### AIM OF THE EXERCISE
Please resume the simple harmonic motion problem below, picking up right after its last sentence.

### EXCERPT PROVIDED
A particle executes S.H.M. of amplitude $$A$$ along $$x$$-axis. At $$t = 0$$, the position of the particle is $$x = \frac{A}{2}$$ and it moves along positive $$x$$-axis. The displacement of particle in time $$t$$ is $$x = A\sin(\omega t + \delta)$$, then the value $$\delta$$ will be

Given: $$x = A\sin(\omega t + \delta)$$, at $$t = 0$$, $$x = A/2$$ and particle moves in positive x-direction.

Excerpts from a detection dataset:
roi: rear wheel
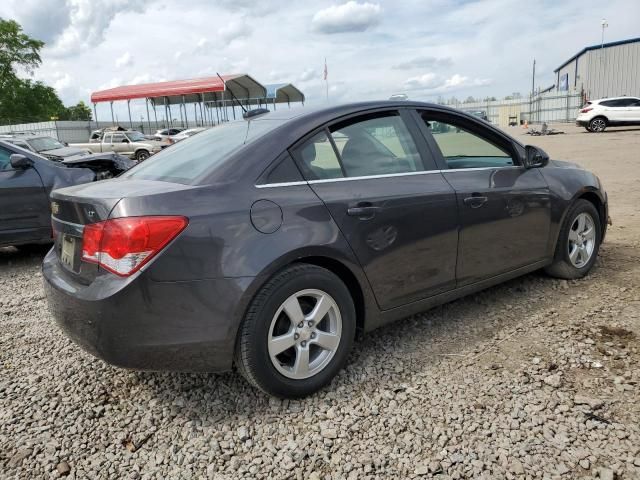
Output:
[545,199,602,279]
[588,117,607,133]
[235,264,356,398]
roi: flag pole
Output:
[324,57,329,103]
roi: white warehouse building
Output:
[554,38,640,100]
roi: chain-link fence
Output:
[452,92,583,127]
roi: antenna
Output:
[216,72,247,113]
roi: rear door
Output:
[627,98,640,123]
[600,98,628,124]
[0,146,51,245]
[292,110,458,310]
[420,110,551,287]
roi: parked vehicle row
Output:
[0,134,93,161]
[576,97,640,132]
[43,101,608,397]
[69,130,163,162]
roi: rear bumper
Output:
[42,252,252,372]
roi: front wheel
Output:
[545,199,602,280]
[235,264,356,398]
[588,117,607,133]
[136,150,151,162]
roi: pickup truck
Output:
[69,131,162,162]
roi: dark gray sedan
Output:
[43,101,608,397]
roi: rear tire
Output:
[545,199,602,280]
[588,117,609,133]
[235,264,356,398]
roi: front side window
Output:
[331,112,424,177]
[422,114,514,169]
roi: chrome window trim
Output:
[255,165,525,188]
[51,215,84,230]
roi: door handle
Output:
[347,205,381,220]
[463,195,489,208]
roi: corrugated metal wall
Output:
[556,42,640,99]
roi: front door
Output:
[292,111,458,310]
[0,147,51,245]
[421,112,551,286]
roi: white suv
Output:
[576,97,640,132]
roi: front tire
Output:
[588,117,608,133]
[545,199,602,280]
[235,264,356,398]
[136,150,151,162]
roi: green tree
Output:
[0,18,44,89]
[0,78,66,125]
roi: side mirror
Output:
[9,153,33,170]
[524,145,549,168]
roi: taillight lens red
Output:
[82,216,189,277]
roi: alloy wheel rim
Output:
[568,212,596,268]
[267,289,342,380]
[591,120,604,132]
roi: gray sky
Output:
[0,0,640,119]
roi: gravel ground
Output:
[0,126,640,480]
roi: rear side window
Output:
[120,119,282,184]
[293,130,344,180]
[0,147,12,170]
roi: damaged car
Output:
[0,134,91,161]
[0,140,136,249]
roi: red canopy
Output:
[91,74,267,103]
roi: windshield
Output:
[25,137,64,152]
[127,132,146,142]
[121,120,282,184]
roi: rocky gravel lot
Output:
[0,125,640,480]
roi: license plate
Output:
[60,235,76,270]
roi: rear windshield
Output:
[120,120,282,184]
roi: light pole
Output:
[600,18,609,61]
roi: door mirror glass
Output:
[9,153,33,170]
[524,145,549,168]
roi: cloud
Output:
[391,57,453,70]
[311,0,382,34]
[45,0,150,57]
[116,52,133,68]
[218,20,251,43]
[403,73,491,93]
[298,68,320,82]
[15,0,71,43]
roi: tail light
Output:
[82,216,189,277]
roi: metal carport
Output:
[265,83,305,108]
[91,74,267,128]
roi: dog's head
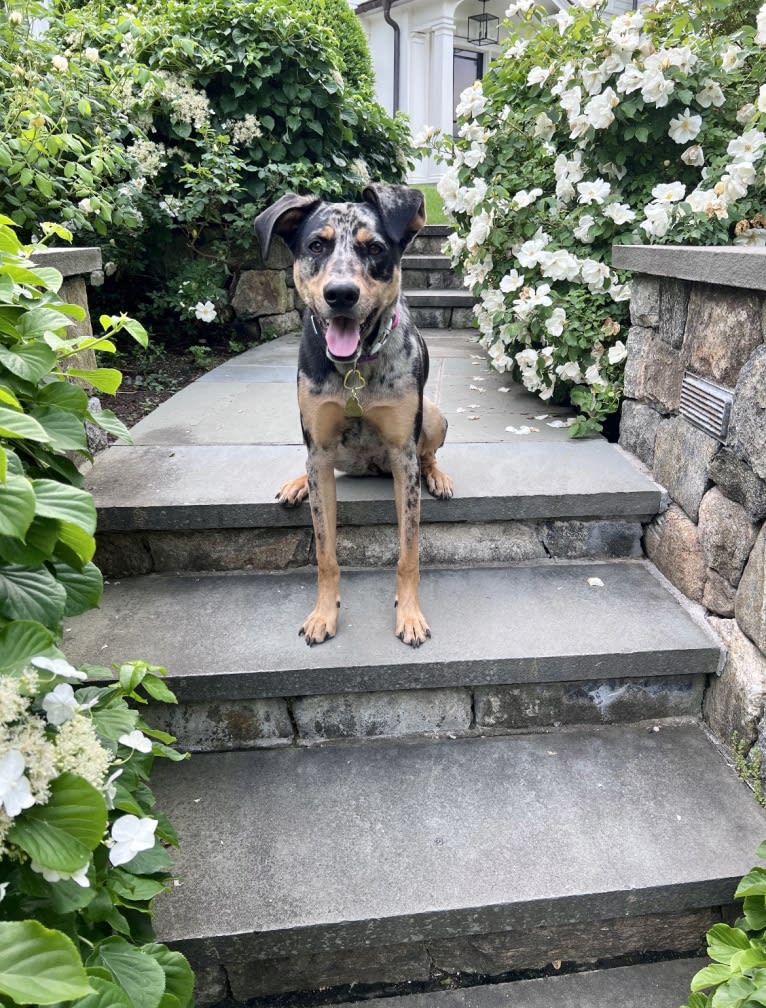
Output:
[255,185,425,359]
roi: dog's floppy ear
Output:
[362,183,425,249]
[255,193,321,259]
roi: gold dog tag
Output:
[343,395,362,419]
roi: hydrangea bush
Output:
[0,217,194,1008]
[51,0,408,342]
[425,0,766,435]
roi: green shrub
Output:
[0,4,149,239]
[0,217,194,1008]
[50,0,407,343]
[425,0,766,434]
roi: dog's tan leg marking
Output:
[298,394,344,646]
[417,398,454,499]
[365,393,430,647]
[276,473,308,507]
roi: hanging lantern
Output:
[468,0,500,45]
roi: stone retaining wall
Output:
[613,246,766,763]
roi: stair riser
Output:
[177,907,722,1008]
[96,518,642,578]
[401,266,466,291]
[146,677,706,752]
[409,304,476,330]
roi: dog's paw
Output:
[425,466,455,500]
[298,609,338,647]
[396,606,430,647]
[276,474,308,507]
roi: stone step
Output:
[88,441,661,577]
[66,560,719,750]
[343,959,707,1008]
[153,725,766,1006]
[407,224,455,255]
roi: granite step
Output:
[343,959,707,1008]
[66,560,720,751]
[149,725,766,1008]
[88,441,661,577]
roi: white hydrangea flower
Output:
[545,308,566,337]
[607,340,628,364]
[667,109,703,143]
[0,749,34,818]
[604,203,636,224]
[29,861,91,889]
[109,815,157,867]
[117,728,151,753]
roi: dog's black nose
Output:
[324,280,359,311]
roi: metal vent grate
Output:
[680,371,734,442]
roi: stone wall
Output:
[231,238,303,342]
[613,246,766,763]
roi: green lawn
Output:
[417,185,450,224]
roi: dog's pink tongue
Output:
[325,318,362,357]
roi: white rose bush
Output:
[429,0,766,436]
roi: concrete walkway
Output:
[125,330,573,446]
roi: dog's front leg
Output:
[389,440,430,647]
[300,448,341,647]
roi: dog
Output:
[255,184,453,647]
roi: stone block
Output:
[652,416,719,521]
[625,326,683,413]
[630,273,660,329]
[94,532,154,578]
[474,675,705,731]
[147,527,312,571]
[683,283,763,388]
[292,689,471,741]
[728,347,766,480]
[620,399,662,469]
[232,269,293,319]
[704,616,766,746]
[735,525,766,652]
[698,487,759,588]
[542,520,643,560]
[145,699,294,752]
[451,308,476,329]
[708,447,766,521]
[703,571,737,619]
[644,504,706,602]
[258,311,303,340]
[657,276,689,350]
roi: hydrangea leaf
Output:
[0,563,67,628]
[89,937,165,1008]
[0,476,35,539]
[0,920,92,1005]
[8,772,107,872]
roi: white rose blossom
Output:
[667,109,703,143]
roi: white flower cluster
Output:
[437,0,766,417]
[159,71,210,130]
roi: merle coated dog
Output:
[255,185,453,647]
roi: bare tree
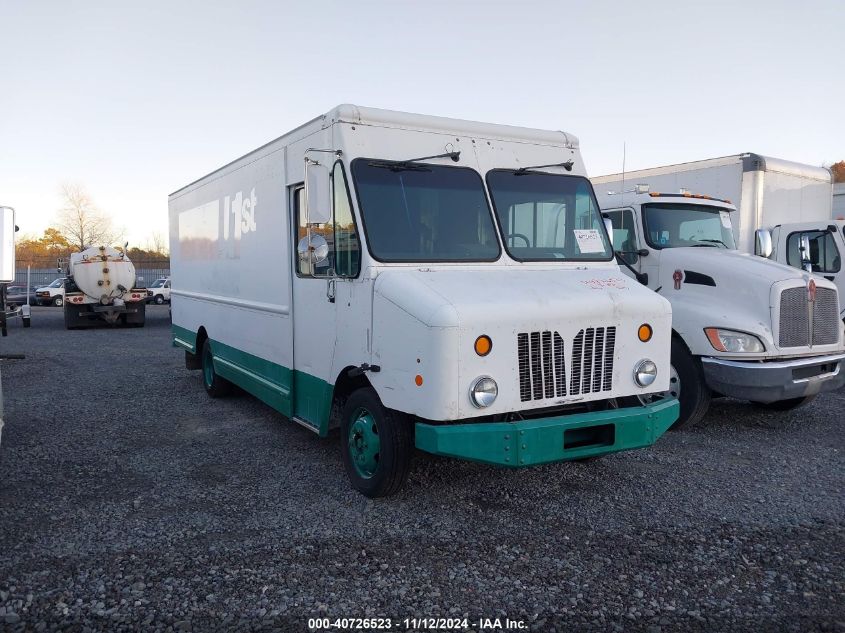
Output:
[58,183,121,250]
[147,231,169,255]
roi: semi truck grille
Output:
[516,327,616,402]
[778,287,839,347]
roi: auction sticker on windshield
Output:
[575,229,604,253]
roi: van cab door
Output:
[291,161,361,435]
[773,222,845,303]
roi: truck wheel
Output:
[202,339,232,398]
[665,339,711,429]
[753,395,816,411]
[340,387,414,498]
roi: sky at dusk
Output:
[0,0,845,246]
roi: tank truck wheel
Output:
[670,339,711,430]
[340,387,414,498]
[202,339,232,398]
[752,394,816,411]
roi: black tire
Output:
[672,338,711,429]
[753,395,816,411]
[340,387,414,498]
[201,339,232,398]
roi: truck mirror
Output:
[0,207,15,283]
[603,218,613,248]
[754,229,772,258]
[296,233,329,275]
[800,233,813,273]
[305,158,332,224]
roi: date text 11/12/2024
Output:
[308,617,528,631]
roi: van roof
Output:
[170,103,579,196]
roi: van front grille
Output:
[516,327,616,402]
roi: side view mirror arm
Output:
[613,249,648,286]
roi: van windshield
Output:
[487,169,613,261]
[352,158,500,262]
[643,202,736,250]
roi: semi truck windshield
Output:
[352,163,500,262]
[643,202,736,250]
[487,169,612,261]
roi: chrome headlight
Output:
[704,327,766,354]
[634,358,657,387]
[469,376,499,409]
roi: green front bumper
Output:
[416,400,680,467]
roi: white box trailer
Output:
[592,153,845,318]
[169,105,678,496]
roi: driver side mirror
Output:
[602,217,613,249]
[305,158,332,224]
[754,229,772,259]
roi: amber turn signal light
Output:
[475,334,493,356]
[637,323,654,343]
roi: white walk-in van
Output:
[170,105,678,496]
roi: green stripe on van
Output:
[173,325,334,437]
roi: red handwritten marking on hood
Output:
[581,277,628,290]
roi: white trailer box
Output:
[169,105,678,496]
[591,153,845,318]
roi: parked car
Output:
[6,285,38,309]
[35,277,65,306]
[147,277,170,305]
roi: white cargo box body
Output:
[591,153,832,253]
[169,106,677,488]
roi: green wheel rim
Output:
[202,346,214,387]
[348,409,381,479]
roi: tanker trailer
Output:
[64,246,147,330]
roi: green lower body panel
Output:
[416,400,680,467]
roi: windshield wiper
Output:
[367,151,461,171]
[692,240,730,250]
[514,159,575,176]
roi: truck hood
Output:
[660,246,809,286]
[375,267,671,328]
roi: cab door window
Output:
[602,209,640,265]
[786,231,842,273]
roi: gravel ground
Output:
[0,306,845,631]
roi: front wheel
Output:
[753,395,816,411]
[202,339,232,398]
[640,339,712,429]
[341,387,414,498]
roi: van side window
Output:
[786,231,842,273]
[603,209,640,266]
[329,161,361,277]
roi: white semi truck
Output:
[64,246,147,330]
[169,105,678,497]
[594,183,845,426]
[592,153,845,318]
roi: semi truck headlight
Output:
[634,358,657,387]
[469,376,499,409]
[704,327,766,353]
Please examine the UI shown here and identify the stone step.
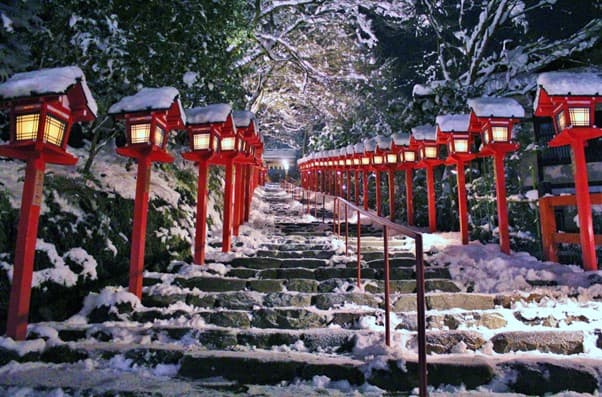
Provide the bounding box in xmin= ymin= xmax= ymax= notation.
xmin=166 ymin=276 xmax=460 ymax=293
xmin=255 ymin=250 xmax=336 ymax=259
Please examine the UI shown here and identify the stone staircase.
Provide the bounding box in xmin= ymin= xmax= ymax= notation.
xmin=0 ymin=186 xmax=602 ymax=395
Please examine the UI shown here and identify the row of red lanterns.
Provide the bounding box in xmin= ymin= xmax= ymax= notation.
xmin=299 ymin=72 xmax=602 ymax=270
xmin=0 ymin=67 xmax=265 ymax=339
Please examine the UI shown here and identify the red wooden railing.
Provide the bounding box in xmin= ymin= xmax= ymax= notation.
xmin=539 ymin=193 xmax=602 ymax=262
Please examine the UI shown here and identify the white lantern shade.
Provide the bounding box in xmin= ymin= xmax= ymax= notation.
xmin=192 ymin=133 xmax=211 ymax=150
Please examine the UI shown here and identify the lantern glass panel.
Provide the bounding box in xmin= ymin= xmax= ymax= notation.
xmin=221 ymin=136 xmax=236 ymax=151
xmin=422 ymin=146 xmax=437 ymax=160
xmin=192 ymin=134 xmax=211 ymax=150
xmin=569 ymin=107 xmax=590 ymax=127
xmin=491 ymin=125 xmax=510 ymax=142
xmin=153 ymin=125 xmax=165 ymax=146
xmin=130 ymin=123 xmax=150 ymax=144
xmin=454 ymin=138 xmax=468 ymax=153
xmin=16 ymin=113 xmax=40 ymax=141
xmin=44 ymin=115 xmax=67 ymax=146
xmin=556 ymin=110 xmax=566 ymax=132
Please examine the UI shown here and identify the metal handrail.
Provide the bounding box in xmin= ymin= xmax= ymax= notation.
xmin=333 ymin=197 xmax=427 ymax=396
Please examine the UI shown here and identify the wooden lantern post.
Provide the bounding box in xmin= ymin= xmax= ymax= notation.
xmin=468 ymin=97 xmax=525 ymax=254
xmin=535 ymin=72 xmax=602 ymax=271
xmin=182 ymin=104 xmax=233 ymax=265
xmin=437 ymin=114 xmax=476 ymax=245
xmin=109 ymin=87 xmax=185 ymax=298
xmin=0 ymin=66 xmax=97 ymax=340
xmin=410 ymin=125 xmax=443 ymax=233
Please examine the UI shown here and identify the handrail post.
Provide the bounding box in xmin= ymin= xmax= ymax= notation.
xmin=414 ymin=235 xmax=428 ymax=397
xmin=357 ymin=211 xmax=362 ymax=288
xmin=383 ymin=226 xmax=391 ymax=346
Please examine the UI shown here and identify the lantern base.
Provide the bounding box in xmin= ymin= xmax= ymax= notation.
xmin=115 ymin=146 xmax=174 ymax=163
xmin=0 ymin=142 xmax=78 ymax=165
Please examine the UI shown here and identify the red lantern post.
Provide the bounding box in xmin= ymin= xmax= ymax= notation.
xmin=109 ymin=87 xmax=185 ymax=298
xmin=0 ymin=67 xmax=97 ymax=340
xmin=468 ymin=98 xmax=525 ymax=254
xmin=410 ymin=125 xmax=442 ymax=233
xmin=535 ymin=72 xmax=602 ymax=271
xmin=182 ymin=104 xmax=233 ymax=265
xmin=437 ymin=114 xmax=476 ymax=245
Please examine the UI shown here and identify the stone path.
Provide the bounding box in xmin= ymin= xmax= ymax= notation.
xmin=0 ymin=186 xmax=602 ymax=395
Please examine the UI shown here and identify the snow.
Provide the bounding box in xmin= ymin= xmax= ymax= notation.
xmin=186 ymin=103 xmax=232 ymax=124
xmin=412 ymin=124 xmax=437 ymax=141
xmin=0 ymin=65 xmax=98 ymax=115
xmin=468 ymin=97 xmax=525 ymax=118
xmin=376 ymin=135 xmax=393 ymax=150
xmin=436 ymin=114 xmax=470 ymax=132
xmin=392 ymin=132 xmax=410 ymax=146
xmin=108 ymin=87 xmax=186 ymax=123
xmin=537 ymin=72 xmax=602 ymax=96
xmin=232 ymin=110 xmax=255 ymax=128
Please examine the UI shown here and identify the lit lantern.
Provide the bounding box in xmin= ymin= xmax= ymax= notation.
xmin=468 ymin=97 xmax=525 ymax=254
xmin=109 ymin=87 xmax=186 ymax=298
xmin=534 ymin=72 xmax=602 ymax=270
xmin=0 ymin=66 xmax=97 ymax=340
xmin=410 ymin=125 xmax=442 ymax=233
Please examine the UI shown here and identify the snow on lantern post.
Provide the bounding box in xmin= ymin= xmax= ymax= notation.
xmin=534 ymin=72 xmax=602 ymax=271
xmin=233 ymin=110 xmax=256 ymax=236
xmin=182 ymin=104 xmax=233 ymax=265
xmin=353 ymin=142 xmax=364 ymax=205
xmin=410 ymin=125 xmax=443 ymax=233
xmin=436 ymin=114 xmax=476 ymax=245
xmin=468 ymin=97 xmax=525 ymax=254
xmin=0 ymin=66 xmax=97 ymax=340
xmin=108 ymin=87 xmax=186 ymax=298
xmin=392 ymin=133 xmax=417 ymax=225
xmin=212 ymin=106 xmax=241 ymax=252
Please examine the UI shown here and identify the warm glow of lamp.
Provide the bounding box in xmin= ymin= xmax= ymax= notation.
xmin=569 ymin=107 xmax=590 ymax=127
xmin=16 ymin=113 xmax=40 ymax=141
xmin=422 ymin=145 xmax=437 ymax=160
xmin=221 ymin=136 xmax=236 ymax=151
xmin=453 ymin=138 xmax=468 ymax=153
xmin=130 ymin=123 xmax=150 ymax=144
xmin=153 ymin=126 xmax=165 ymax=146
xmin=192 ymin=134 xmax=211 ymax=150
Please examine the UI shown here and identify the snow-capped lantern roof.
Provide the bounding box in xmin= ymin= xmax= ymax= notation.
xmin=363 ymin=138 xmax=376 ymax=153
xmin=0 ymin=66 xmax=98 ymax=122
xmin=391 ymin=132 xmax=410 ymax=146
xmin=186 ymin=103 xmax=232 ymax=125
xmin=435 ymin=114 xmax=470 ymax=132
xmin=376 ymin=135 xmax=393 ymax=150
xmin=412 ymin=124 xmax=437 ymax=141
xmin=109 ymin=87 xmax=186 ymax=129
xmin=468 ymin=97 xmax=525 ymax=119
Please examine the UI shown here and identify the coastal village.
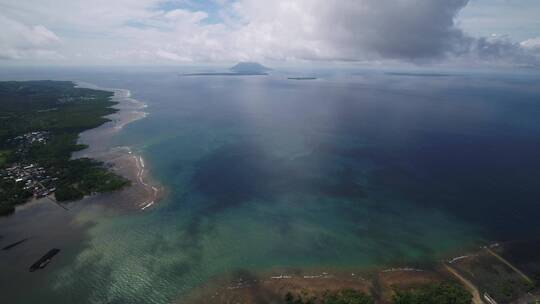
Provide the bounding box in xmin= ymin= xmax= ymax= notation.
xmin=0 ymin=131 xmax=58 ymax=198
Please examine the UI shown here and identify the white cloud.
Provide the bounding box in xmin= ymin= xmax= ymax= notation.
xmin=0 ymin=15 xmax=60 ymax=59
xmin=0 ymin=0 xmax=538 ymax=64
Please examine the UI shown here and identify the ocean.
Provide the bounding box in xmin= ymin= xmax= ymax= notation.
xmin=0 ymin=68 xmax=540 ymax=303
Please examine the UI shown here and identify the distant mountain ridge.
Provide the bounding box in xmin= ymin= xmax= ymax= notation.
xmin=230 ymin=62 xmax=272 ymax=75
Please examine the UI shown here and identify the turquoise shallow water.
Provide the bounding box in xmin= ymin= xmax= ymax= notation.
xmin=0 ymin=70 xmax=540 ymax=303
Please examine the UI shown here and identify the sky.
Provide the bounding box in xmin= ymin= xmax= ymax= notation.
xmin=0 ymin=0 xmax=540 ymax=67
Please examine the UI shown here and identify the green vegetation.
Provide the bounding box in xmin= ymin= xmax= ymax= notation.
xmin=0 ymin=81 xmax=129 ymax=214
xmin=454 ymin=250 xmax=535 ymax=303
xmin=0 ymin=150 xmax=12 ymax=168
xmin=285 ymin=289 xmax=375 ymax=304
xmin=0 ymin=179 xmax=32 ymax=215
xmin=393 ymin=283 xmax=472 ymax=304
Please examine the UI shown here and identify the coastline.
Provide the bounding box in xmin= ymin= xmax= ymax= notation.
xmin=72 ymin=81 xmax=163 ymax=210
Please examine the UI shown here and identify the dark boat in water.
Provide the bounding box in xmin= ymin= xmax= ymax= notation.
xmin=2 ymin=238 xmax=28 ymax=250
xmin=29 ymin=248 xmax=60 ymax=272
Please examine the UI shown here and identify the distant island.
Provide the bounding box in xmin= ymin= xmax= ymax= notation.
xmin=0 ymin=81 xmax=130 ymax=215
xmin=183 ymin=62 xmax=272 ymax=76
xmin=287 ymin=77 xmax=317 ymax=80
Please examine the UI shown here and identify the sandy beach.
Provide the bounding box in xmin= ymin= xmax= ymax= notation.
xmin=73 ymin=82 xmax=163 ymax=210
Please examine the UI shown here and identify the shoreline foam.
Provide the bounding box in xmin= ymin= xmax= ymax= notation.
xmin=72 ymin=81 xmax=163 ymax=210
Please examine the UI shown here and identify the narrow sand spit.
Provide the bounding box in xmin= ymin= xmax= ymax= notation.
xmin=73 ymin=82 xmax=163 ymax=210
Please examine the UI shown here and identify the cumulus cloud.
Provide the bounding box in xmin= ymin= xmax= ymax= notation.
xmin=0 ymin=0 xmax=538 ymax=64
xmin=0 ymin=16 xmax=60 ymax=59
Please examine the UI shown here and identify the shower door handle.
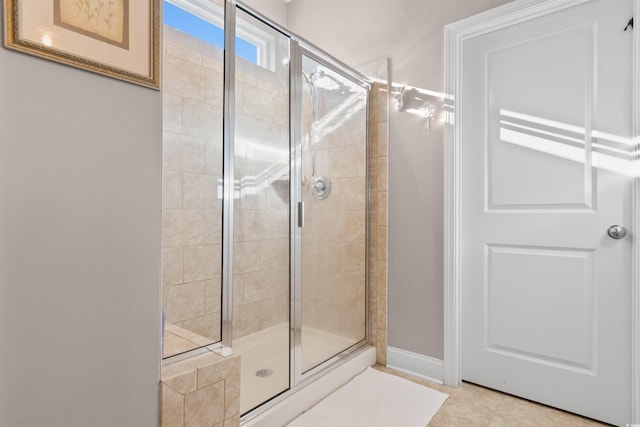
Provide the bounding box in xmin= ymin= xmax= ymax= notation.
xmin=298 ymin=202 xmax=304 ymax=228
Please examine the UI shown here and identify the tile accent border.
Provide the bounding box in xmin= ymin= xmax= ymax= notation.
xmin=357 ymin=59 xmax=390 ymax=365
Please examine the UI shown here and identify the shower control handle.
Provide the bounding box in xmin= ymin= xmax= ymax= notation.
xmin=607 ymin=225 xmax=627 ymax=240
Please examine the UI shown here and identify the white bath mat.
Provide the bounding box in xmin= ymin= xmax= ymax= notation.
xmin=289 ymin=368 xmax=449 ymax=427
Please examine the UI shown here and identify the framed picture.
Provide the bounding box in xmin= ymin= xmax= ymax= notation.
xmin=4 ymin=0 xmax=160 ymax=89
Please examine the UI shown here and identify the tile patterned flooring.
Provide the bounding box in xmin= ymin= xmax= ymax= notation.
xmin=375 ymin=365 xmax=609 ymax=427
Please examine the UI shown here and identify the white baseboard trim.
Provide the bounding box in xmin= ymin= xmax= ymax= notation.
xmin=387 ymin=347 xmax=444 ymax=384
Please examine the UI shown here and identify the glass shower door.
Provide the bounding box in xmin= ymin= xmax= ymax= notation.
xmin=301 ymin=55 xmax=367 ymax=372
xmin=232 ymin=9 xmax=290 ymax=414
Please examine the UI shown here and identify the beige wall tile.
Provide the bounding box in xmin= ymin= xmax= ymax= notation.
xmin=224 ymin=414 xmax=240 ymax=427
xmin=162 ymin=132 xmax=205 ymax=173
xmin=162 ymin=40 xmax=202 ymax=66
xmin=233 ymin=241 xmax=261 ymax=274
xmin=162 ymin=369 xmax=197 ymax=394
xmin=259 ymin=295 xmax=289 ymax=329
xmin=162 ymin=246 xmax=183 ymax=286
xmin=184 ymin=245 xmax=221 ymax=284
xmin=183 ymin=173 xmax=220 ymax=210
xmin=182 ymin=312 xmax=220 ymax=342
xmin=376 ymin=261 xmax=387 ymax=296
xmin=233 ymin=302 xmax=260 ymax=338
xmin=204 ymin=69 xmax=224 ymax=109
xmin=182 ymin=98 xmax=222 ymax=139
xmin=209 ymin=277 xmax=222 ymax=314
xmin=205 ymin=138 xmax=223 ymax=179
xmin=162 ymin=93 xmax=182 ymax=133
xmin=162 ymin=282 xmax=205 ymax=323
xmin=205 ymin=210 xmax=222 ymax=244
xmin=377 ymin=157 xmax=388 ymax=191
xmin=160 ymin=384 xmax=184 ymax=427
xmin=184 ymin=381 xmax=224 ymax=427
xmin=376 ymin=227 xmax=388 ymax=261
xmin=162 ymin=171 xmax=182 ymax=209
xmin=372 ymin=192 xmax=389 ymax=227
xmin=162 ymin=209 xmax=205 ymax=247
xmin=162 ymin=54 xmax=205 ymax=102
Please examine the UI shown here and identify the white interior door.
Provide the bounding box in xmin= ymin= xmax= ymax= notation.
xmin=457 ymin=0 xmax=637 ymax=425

### RESULT OF THE TASK
At $$t = 0$$:

$$A/2 = A\sin\delta$$

$$\sin\delta = 1/2$$

$$\delta = \pi/6$$ or $$\delta = 5\pi/6$$

The velocity is: $$v = A\omega\cos(\omega t + \delta)$$

At $$t = 0$$: $$v = A\omega\cos\delta > 0$$ (moving in positive direction)

For $$\delta = \pi/6$$: $$\cos(\pi/6) = \sqrt{3}/2 > 0$$ ✓

For $$\delta = 5\pi/6$$: $$\cos(5\pi/6) = -\sqrt{3}/2 < 0$$ ✗

Therefore $$\delta = \pi/6$$.

The correct answer is Option 2.